■ What you will do: Please lay out the records below as a numbered list, dropping any blank lines.

======== Source records ========

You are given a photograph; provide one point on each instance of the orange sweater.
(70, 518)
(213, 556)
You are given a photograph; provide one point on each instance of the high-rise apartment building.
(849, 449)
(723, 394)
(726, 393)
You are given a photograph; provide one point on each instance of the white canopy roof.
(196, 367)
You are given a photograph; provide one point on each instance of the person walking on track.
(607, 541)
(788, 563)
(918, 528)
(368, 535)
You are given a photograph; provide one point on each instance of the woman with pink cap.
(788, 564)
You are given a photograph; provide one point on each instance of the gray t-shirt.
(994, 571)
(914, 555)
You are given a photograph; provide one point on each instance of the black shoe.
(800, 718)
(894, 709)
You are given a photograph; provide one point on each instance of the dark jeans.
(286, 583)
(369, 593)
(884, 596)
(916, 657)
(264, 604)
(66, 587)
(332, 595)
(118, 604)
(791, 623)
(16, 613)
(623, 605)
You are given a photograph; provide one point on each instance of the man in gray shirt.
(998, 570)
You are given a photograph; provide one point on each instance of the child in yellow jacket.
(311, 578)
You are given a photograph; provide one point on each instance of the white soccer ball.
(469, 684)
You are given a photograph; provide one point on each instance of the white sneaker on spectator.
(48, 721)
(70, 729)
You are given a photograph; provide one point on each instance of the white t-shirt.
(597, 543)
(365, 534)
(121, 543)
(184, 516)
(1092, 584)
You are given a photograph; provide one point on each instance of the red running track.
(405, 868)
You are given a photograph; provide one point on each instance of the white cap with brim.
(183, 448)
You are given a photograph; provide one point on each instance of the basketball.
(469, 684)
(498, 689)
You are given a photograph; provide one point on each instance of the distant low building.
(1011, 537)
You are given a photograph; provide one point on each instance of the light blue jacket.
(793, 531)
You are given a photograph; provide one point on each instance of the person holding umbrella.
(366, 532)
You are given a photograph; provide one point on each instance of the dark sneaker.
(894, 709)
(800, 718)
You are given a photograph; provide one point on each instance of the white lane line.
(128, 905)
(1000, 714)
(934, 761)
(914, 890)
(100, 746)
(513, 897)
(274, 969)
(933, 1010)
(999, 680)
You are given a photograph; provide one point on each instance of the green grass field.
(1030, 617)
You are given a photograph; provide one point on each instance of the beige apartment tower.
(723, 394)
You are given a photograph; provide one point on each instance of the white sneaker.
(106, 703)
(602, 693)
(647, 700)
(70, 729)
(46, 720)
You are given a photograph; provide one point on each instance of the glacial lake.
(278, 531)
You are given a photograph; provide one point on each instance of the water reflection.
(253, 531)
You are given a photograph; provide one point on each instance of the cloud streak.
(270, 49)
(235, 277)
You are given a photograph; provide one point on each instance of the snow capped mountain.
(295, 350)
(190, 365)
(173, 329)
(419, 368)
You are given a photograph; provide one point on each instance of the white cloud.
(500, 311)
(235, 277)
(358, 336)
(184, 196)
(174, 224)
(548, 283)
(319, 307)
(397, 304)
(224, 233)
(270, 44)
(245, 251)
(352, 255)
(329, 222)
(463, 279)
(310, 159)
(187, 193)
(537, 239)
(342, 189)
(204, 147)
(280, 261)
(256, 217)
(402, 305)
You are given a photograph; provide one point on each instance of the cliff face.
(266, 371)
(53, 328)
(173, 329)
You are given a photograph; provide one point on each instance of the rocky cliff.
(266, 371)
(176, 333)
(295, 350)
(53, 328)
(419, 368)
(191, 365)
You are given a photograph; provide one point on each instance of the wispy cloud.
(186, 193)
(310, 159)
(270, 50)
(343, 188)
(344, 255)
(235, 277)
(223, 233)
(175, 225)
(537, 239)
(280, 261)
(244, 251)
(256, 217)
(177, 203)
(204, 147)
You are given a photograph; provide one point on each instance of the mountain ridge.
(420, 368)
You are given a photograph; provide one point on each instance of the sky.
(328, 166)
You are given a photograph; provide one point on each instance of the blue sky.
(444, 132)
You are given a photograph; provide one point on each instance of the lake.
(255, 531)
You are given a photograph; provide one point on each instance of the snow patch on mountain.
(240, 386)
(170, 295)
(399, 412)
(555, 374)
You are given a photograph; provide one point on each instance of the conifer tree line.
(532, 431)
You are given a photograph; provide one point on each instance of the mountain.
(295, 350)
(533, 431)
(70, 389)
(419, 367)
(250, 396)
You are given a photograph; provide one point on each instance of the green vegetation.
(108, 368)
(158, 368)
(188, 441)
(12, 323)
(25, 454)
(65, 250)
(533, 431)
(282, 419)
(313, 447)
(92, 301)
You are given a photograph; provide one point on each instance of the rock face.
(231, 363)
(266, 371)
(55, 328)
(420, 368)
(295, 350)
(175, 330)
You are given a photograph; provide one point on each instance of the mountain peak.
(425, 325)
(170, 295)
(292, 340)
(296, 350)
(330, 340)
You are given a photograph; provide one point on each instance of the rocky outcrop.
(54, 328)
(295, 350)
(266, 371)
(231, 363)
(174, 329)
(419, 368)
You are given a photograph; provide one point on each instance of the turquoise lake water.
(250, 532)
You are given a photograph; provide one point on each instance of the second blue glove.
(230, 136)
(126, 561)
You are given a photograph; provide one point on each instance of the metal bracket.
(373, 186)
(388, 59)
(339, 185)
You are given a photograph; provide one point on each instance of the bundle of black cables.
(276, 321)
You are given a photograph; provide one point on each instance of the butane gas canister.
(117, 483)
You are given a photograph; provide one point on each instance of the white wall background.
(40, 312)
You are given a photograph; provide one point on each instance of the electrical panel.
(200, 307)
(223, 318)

========

■ The reply:
1. You are given a photograph; provide one point on each instance of the orange sweater.
2. (70, 518)
3. (213, 556)
4. You are given a photograph; provide one point on each instance of the high-rise apartment building.
5. (849, 449)
6. (723, 394)
7. (726, 393)
8. You are given a photograph; provide one point on each instance of the white canopy roof.
9. (196, 367)
10. You are given a photograph; provide one point on each instance of the person walking on track.
11. (607, 541)
12. (788, 563)
13. (918, 528)
14. (368, 535)
15. You are given a photograph; provide one point on each instance of the woman with pink cap.
16. (788, 564)
17. You are given a photograph; provide one point on each instance of the gray t-shirt.
18. (994, 571)
19. (914, 555)
20. You are given a photograph; provide one point on each instance of the black shoe.
21. (800, 718)
22. (894, 709)
23. You are given a photograph; provide one point on each instance of the dark jeans.
24. (286, 583)
25. (369, 593)
26. (884, 596)
27. (916, 657)
28. (264, 604)
29. (66, 587)
30. (332, 595)
31. (118, 604)
32. (791, 623)
33. (16, 613)
34. (623, 605)
35. You are given a photograph; provide one point on each instance of the man in gray shirt.
36. (998, 570)
37. You are given a photograph; provide one point on each instance of the child in yellow jacket.
38. (311, 578)
39. You are given a photograph; provide one point on each instance of the white soccer ball.
40. (469, 684)
41. You are given a photograph; provide one point on each instance of the white sneaker on spectator.
42. (48, 721)
43. (70, 729)
44. You are given a photograph; provide one point on each instance of the white t-shirt.
45. (597, 543)
46. (365, 534)
47. (121, 543)
48. (184, 516)
49. (1092, 584)
50. You are given a photograph; provide one point on each instance of the red running track.
51. (405, 868)
52. You are given a photograph; provide one point on each instance of the white cap with brim.
53. (183, 448)
54. You are given a photograph; provide one point on each instance of the basketball.
55. (469, 684)
56. (498, 689)
57. You are given a photograph; provide one point on each instance of the distant low building.
58. (1011, 537)
59. You are given a photograph; provide one point on each instance of the light blue jacket.
60. (793, 531)
61. You are given a photograph; provide one point on each instance of the person holding umbrella.
62. (366, 532)
63. You are given a photograph; provide one point on each instance of the dark sneaker.
64. (894, 709)
65. (800, 718)
66. You are given a photograph; provide one point on each instance of the white lane line.
67. (128, 905)
68. (1000, 714)
69. (934, 761)
70. (914, 890)
71. (100, 746)
72. (513, 897)
73. (274, 969)
74. (933, 1010)
75. (999, 680)
76. You are given a photograph; provide one point on each instance of the green grass field.
77. (1030, 617)
78. You are given a photograph; provide one point on each instance of the beige apartment tower.
79. (723, 394)
80. You are given a photograph; provide one point on each instance of the white sneaker.
81. (106, 703)
82. (602, 693)
83. (647, 700)
84. (70, 729)
85. (46, 720)
86. You are given a photograph; provide one point on each instance of the glacial lake.
87. (278, 531)
88. You are given a photograph; provide one point on each instance of the water reflection.
89. (253, 531)
90. You are given a photograph; provide one point on each instance of the cloud streak.
91. (270, 49)
92. (235, 277)
93. You are given a photograph; provide one point on each instance of the snow capped mountain.
94. (295, 350)
95. (190, 365)
96. (173, 329)
97. (419, 368)
98. You are given a photograph; provide one point on each instance of the white cloud.
99. (500, 311)
100. (235, 277)
101. (358, 336)
102. (184, 196)
103. (174, 224)
104. (548, 283)
105. (319, 307)
106. (397, 304)
107. (224, 233)
108. (270, 44)
109. (245, 251)
110. (352, 255)
111. (329, 222)
112. (463, 279)
113. (310, 159)
114. (187, 193)
115. (537, 239)
116. (342, 189)
117. (204, 147)
118. (280, 261)
119. (256, 217)
120. (402, 305)
121. You are given a photograph; provide one point on each instance of the cliff face.
122. (266, 371)
123. (53, 328)
124. (173, 329)
125. You are given a photograph; provide one point on each instance of the rocky cliff.
126. (266, 371)
127. (176, 333)
128. (295, 350)
129. (53, 328)
130. (419, 368)
131. (191, 365)
132. You are given a photograph; provide one point on each instance of the wispy cloud.
133. (186, 193)
134. (310, 159)
135. (270, 50)
136. (343, 188)
137. (344, 255)
138. (235, 277)
139. (223, 233)
140. (175, 225)
141. (537, 239)
142. (280, 261)
143. (244, 251)
144. (256, 217)
145. (177, 203)
146. (204, 147)
147. You are given a photograph; provide one point on each instance of the mountain ridge.
148. (420, 368)
149. You are given a photograph; provide one point on each instance of the sky.
150. (328, 166)
151. You are given a photograph; provide one point on each instance of the blue sky.
152. (444, 132)
153. You are given a photograph; provide one point on each instance of the lake.
154. (255, 531)
155. You are given a photograph; provide one point on each instance of the snow patch on mountain.
156. (240, 386)
157. (170, 295)
158. (399, 412)
159. (555, 374)
160. You are given a photograph; provide one point on each instance of the conifer tree line.
161. (532, 431)
162. You are given a photograph; provide one point on each instance of the mountain.
163. (295, 350)
164. (533, 431)
165. (70, 389)
166. (419, 367)
167. (250, 396)
168. You are given a photograph; provide one point on each instance of the green vegetation.
169. (108, 368)
170. (158, 368)
171. (188, 441)
172. (12, 323)
173. (25, 454)
174. (65, 250)
175. (533, 431)
176. (282, 419)
177. (313, 447)
178. (92, 301)
179. You are given a photograph; provide one point on each instance of the rock face.
180. (231, 363)
181. (266, 371)
182. (55, 328)
183. (420, 368)
184. (295, 350)
185. (175, 330)
186. You are given a photograph; provide one point on each instance of the mountain peak.
187. (425, 325)
188. (170, 295)
189. (292, 340)
190. (296, 350)
191. (330, 340)
192. You are given a photograph; provide one point on each instance of the rocky outcrop.
193. (54, 328)
194. (295, 350)
195. (266, 371)
196. (231, 363)
197. (174, 329)
198. (419, 368)
199. You are given a photograph; provide one point on each instance of the turquoise lake water.
200. (250, 532)
201. You are given a photograph; provide one point on each instance of the second blue glove.
202. (230, 136)
203. (126, 561)
204. You are given a photograph; provide one point on each instance of the metal bracket.
205. (373, 186)
206. (388, 59)
207. (339, 185)
208. You are given a photograph; provide one point on each instance of the bundle of black cables.
209. (276, 321)
210. You are given a photograph; provide one point on each instance of the butane gas canister.
211. (117, 483)
212. You are given a photograph; provide one point on each instance of the white wall background.
213. (40, 312)
214. You are given a photograph; provide one point on each instance of the electrical panel.
215. (200, 307)
216. (223, 318)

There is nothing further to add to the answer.